> ACTIONS TO TAKE:
- 1) In the forum post about picking up Lola, about how long was the one-way trip?
- 2) According to the forum post about picking up Lola, why was the writer willing to drive the family back at night if the highway reopened?
- 3) Reproduce everything in the forum post about picking up Lola from "I'd have posted" down to "what to do?".

> QUOTED PASSAGE:

--

# Lola is home!



## West End Girl (Feb 18, 2011)

I'd have posted yesterday, but after you here our saga, I might be forgiven!

We got up early yesterday to head out on our almost 5 HOUR trip (one way) to pick up our Lola. Well......as we stopped at the drive-thru for coffee, my husband turned on the weather report only to discover that the MAIN highway to get us there (quickly and most directly) was CLOSED! The weather was treacherous, white outs, ZERO visibility, ice patches, accidents galore.

Our hearts sank. And the kids.....well, our son who's 7 was ok, but our 9 year old daughter was devastated......her eyes like Niagara Falls. We waited a bit and seeing the disappointment on their faces, I made the decision that if the HWY re-opened, I would be willing to drive us back in the night.....if that's what it took. Besides, the weather wasn't looking any better for the next day and so, what to do?

The kids' prayers must have been answered as soon, we heard the highway re-opened. Slow, blustery, but moving. We wasted no time. Long story short.....we hopped in the SUV and drove off! Made it safely there and back......but w/o it's challenges!

First of all, our breeder and family who raised these pups is phenomenal. We couldn't have found a better breeder. Very VERY lucky and believe me.....we've had some breeder nightmares (another time), so finding the right one kind of like winning the lottery. I still cannot believe how lucky we got (thanks to KSC & her referral to 1 breeder who referred me to ours)

--

> MATERIAL:

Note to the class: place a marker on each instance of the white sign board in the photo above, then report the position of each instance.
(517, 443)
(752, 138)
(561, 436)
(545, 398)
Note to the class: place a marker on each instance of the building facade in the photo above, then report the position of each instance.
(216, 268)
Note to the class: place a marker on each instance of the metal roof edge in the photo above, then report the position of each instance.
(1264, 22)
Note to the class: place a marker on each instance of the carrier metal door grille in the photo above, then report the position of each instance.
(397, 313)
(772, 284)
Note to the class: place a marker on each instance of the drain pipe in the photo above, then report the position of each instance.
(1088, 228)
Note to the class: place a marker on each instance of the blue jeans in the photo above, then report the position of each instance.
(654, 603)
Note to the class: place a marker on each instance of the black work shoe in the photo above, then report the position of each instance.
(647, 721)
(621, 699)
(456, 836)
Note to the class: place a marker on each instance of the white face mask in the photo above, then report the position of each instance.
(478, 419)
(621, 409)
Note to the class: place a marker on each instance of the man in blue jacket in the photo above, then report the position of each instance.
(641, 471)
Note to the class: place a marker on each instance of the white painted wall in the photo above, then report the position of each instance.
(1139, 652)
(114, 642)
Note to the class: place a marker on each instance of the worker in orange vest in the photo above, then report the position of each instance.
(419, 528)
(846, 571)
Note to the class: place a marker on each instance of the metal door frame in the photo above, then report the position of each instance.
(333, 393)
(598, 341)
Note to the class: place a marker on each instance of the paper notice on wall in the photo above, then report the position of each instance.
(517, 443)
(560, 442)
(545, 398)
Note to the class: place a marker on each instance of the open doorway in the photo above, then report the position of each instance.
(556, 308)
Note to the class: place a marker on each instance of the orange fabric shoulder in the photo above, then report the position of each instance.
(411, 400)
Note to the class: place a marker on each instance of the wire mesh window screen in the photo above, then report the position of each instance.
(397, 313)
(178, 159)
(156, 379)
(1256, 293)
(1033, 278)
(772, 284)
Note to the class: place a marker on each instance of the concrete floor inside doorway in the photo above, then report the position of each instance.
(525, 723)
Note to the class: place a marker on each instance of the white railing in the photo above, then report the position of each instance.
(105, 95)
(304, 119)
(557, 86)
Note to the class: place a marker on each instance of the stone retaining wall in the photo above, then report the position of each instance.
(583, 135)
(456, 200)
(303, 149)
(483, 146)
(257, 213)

--

> CORRECT ANSWERS:
- 1) Almost five hours.

- 2) She saw how disappointed the children were, especially the 9-year-old daughter, who was crying. The weather also wasn't looking any better for the next day.

- 3)
I'd have posted yesterday, but after you here our saga, I might be forgiven!

We got up early yesterday to head out on our almost 5 HOUR trip (one way) to pick up our Lola. Well......as we stopped at the drive-thru for coffee, my husband turned on the weather report only to discover that the MAIN highway to get us there (quickly and most directly) was CLOSED! The weather was treacherous, white outs, ZERO visibility, ice patches, accidents galore.

Our hearts sank. And the kids.....well, our son who's 7 was ok, but our 9 year old daughter was devastated......her eyes like Niagara Falls. We waited a bit and seeing the disappointment on their faces, I made the decision that if the HWY re-opened, I would be willing to drive us back in the night.....if that's what it took. Besides, the weather wasn't looking any better for the next day and so, what to do?